# [Task requirements]
Copy out the text of each record below word for word, leaving out the pictures.

# [Data shown]
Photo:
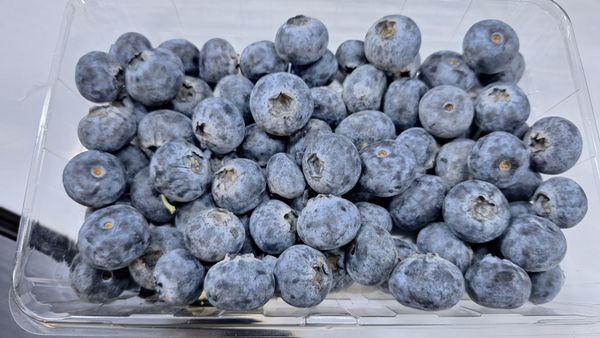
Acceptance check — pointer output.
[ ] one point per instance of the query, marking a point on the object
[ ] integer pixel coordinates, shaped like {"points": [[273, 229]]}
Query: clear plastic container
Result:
{"points": [[41, 299]]}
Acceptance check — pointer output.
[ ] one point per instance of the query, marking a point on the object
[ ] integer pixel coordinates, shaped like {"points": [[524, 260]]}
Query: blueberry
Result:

# [Problem solution]
Photo:
Acceptance check — pointer output.
[ ] one point per instance of the query, marking a point on the object
[ ] integer pixel coordinates, shaped like {"points": [[273, 229]]}
Query: clear plastic container
Result:
{"points": [[41, 299]]}
Acceptance check — pointer output.
[ ] one point per instance of the query, marking a point on the object
[ ] integer pixel coordinates, shaped like {"points": [[524, 260]]}
Query: blueberry
Result:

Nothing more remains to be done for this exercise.